__EXCERPTED RECORDS__
# # # #
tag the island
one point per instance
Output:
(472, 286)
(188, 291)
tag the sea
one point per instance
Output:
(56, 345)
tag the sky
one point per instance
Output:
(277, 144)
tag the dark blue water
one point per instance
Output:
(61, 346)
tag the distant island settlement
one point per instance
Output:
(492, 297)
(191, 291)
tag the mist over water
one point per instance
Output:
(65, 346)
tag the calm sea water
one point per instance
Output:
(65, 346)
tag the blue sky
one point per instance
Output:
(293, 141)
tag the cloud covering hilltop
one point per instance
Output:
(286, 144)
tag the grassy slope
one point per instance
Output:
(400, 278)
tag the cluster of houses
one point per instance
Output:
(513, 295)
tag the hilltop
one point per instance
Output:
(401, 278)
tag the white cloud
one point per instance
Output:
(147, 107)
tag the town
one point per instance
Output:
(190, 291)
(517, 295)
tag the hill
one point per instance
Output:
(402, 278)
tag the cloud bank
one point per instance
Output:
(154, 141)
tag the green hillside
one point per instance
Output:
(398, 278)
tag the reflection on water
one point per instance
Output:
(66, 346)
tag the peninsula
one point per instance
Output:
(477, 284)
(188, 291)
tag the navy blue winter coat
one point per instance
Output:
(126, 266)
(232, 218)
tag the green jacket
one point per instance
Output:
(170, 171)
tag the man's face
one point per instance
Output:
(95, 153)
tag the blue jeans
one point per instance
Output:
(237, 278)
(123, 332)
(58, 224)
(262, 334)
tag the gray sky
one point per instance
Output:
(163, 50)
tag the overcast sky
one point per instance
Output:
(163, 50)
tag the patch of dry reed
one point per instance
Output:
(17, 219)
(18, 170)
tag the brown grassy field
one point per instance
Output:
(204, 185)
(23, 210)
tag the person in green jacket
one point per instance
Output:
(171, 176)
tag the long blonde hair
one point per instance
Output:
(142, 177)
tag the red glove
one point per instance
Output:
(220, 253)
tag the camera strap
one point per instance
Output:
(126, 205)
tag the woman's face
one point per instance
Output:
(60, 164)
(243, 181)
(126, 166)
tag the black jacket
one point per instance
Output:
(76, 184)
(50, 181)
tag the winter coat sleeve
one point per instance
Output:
# # # #
__WORK REQUIRED__
The full listing must be retyped exactly as it stands.

__ANSWER FOR THIS EXERCISE__
tag the island
one point per instance
Output:
(472, 286)
(188, 291)
tag the sea
one point per instance
Output:
(56, 345)
tag the sky
one point per instance
Output:
(277, 144)
tag the dark blue water
one point per instance
Output:
(61, 346)
tag the distant island settlement
one point per instance
Output:
(492, 297)
(191, 291)
tag the mist over water
one point per instance
Output:
(65, 346)
tag the calm sea water
one point per instance
Output:
(65, 346)
tag the blue sky
one point per instance
Output:
(293, 141)
tag the cloud covering hilltop
one point per instance
Output:
(286, 144)
tag the grassy slope
one point per instance
Output:
(400, 278)
tag the cluster of houses
one point per instance
Output:
(513, 295)
tag the hilltop
one point per instance
Output:
(401, 278)
tag the white cloud
one point per instance
Output:
(147, 107)
tag the town
one point per instance
Output:
(190, 291)
(517, 295)
tag the hill
one point per instance
Output:
(402, 278)
tag the cloud bank
one point per instance
Output:
(154, 141)
tag the green hillside
one point per instance
Output:
(398, 278)
tag the reflection on water
one point per instance
Output:
(66, 346)
tag the peninsula
one point per instance
Output:
(477, 284)
(188, 291)
tag the navy blue winter coat
one point per instance
Output:
(126, 266)
(232, 218)
tag the green jacket
one point per instance
Output:
(170, 171)
tag the man's face
one point per instance
Output:
(95, 153)
tag the blue jeans
one point per instance
Output:
(237, 278)
(123, 332)
(58, 224)
(262, 334)
tag the gray sky
one point per instance
Output:
(163, 50)
tag the overcast sky
one point per instance
Output:
(163, 50)
tag the patch of dry reed
one point per instance
Output:
(17, 219)
(18, 170)
tag the brown grassy field
one point per instance
Output:
(204, 185)
(23, 210)
tag the person in green jacket
one point per instance
Output:
(171, 176)
tag the long blonde hair
one point per instance
Output:
(142, 177)
tag the red glove
one point per instance
Output:
(220, 253)
tag the camera strap
one point per instance
Output:
(126, 205)
tag the woman's face
one point per instance
Output:
(60, 164)
(243, 181)
(126, 166)
tag the black jacket
one point per instance
Output:
(76, 184)
(50, 181)
tag the winter coat sleeve
one point per instance
Output:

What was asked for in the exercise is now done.